*** Dataset extract ***

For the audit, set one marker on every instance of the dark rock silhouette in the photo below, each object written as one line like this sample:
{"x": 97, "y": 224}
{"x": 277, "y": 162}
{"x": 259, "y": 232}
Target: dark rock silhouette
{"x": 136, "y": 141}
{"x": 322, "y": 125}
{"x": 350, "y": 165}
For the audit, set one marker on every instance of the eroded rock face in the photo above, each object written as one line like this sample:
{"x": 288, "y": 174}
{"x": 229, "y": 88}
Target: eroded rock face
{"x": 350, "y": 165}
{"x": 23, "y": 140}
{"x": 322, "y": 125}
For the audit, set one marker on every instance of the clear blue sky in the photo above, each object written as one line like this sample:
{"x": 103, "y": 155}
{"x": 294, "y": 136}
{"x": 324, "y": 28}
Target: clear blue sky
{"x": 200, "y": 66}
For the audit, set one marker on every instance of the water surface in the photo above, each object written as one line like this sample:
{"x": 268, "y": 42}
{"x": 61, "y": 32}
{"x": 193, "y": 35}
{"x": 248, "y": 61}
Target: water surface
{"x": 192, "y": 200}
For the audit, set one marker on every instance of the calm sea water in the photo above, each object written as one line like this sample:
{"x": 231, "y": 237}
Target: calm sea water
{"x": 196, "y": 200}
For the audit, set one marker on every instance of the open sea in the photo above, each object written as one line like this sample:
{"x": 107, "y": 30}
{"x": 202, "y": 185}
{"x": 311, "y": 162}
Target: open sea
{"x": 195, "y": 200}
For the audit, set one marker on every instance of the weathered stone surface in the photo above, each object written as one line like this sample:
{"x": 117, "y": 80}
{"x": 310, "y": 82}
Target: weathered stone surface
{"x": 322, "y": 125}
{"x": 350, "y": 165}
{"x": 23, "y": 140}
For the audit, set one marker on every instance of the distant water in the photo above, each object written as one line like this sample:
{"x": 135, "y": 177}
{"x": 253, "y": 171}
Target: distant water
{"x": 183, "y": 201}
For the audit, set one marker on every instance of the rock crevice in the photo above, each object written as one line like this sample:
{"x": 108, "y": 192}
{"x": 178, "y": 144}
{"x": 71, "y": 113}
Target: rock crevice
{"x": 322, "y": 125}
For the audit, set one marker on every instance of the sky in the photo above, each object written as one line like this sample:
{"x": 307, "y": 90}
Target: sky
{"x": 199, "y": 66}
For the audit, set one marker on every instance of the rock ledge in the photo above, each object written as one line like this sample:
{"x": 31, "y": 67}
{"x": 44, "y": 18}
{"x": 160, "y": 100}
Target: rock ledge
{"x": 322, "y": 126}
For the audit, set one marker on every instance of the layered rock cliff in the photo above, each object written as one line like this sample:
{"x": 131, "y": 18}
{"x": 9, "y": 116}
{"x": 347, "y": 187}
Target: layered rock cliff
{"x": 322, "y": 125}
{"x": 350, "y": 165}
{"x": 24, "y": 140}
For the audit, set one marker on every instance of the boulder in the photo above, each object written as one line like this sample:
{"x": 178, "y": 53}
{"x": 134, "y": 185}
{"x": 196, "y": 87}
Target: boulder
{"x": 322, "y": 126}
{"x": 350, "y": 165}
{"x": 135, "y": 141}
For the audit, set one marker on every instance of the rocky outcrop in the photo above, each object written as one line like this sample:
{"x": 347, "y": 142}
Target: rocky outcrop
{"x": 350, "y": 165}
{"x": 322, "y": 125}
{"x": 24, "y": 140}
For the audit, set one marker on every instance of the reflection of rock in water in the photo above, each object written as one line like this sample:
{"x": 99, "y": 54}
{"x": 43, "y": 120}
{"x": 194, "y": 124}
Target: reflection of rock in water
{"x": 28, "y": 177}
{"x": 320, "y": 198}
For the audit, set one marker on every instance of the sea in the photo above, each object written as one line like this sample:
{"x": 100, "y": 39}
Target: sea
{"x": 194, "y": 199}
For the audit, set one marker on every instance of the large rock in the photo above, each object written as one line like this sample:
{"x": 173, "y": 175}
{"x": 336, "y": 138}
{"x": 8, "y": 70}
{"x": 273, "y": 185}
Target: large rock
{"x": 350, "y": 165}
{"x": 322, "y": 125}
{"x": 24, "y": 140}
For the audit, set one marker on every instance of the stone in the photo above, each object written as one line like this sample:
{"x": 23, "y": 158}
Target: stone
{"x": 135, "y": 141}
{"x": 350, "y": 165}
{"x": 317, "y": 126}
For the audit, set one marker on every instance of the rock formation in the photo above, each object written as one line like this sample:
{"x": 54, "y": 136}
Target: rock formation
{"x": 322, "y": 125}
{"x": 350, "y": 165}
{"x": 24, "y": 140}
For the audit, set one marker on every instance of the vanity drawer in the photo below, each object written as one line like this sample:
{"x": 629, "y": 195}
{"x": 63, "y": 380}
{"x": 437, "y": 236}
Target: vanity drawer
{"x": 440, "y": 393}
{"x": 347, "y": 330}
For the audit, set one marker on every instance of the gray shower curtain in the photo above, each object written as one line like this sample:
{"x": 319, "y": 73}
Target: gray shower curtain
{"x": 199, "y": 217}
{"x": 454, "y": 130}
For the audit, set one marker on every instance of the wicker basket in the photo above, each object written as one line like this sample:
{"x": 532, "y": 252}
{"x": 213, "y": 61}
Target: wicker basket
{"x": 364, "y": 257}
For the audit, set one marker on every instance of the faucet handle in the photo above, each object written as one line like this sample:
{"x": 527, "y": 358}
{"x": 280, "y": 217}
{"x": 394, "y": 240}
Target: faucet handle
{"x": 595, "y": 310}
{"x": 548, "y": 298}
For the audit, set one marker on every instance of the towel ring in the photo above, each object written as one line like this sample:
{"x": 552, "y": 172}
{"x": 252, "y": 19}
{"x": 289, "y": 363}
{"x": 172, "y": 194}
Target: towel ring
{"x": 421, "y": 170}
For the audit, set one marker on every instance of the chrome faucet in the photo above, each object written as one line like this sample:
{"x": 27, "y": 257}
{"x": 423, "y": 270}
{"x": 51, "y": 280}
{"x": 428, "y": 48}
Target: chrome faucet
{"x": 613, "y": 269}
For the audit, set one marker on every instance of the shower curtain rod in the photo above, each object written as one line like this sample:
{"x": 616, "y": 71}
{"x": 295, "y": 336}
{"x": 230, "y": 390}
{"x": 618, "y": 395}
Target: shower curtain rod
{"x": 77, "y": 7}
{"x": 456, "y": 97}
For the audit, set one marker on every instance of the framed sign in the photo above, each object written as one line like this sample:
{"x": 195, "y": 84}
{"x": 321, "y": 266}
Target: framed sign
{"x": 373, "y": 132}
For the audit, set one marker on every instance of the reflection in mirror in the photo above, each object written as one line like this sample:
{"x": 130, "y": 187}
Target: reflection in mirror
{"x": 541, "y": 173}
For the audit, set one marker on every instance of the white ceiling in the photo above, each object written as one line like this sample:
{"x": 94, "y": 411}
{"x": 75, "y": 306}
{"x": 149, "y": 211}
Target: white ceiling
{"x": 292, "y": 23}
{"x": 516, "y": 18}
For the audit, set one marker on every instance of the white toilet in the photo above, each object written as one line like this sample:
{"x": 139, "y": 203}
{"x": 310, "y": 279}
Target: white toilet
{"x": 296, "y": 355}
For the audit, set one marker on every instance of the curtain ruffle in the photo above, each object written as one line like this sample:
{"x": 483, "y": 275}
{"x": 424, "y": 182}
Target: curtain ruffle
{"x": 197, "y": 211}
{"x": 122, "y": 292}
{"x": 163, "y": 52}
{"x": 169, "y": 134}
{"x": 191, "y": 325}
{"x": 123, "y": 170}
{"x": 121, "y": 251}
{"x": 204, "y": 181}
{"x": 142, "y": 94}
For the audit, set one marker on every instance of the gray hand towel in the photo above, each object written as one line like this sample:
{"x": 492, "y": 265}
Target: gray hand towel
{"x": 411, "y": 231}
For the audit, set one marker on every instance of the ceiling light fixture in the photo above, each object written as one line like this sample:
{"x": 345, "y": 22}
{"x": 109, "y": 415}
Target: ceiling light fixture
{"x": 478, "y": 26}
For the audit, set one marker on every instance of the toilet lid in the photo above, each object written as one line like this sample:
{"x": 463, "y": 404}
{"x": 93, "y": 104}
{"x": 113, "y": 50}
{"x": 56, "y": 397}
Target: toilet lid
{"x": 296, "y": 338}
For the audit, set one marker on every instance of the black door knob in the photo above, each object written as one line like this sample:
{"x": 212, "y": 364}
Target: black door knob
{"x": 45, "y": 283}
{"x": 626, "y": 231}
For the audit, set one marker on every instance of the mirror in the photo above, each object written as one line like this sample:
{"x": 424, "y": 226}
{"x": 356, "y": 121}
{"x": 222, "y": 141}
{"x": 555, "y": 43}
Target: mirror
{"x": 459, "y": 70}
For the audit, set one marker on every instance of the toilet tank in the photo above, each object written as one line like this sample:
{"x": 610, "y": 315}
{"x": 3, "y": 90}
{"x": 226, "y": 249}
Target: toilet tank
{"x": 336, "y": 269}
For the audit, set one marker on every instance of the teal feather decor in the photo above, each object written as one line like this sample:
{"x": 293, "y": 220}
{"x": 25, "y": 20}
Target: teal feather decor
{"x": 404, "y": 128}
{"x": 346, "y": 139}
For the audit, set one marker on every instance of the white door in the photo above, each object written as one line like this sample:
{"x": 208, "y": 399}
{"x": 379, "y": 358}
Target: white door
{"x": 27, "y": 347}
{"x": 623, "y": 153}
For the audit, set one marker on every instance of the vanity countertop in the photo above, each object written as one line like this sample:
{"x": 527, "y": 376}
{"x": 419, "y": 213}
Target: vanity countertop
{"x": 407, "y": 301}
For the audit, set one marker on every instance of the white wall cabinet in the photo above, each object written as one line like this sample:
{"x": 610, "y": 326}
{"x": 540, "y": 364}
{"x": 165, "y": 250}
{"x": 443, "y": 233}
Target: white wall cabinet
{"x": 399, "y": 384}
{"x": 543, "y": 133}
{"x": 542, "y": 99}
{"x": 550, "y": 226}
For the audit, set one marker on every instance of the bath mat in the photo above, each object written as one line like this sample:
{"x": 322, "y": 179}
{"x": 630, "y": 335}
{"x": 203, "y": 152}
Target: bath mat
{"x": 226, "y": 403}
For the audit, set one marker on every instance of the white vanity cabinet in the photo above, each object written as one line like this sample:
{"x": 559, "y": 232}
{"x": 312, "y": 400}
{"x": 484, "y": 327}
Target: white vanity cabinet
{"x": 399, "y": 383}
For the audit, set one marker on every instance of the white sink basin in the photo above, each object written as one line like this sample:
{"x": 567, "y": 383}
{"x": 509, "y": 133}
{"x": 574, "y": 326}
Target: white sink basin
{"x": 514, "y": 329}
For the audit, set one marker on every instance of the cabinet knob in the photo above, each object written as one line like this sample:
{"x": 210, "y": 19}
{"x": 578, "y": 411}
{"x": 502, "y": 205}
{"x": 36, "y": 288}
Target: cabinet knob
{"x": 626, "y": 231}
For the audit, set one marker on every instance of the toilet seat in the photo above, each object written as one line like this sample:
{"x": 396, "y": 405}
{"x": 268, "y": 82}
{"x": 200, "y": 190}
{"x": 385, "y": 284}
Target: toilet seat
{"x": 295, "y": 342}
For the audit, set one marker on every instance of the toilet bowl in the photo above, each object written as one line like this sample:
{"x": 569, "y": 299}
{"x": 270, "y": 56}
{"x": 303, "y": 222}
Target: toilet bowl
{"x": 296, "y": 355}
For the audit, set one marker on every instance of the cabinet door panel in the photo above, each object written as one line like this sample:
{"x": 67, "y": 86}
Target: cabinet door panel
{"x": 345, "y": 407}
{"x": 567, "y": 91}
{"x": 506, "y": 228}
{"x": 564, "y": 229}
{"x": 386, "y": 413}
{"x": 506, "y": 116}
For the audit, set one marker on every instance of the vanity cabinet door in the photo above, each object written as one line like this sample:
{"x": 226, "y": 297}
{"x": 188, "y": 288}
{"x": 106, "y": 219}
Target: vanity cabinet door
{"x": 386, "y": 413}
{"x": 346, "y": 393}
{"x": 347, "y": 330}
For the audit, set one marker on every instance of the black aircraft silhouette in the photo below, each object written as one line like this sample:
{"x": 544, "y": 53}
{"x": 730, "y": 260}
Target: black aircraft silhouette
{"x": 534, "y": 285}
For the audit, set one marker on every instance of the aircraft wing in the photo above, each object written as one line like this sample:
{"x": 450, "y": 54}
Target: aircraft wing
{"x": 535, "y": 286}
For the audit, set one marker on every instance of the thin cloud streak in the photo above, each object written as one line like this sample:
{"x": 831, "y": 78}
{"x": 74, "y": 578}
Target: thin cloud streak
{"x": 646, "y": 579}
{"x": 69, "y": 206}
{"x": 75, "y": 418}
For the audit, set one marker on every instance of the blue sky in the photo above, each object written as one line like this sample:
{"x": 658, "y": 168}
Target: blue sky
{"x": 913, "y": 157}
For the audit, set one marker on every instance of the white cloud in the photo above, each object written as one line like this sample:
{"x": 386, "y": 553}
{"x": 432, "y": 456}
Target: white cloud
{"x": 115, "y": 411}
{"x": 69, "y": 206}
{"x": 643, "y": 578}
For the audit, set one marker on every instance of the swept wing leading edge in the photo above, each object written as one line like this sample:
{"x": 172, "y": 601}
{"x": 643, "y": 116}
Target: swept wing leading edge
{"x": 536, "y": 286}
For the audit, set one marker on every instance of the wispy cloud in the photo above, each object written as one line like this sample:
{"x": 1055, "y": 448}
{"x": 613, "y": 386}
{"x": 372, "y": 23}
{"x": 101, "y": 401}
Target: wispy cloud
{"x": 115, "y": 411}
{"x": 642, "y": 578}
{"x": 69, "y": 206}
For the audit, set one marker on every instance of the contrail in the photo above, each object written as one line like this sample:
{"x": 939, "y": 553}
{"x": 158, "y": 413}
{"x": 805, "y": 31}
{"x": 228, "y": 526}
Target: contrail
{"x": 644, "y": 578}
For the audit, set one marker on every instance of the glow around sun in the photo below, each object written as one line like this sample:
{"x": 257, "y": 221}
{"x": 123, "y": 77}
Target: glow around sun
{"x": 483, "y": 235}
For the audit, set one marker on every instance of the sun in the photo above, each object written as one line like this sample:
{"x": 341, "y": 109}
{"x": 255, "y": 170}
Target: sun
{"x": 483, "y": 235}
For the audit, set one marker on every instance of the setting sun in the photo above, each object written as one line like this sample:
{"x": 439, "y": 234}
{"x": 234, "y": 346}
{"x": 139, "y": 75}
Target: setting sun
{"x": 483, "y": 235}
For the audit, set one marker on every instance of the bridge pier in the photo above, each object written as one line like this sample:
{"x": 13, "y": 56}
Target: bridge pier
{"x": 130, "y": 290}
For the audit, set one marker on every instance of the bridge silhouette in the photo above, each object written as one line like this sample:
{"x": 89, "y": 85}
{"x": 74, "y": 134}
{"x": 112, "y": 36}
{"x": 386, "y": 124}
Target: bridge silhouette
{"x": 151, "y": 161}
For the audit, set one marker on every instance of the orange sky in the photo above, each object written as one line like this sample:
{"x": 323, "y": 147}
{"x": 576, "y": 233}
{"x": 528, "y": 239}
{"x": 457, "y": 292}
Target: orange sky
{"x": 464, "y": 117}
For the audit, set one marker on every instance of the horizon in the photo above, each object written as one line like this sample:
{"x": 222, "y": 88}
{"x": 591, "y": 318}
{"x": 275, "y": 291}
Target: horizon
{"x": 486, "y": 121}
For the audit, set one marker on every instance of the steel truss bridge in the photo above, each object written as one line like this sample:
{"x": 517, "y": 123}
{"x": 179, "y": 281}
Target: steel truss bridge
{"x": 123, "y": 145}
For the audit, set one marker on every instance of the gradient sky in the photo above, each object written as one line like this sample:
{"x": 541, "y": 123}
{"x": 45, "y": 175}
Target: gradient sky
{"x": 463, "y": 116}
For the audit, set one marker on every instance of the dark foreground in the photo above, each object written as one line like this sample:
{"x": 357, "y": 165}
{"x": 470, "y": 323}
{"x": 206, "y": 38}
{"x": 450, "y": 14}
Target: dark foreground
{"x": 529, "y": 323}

***

Pull every line containing "below" out of the material and copy it.

For the audit, set one marker on every instance of the dark rock silhouette in the photo below, each object written as one line like this sample:
For the audit, set one marker on every instance of the vanity drawer in the photo below, each object written as one line like this sample:
For the audit, set one marker on every instance of the black aircraft silhouette in the photo below, each object written as one line like this sample:
For the audit, set one marker on every instance of the glow around sun in the photo below, each object written as one line like this sample:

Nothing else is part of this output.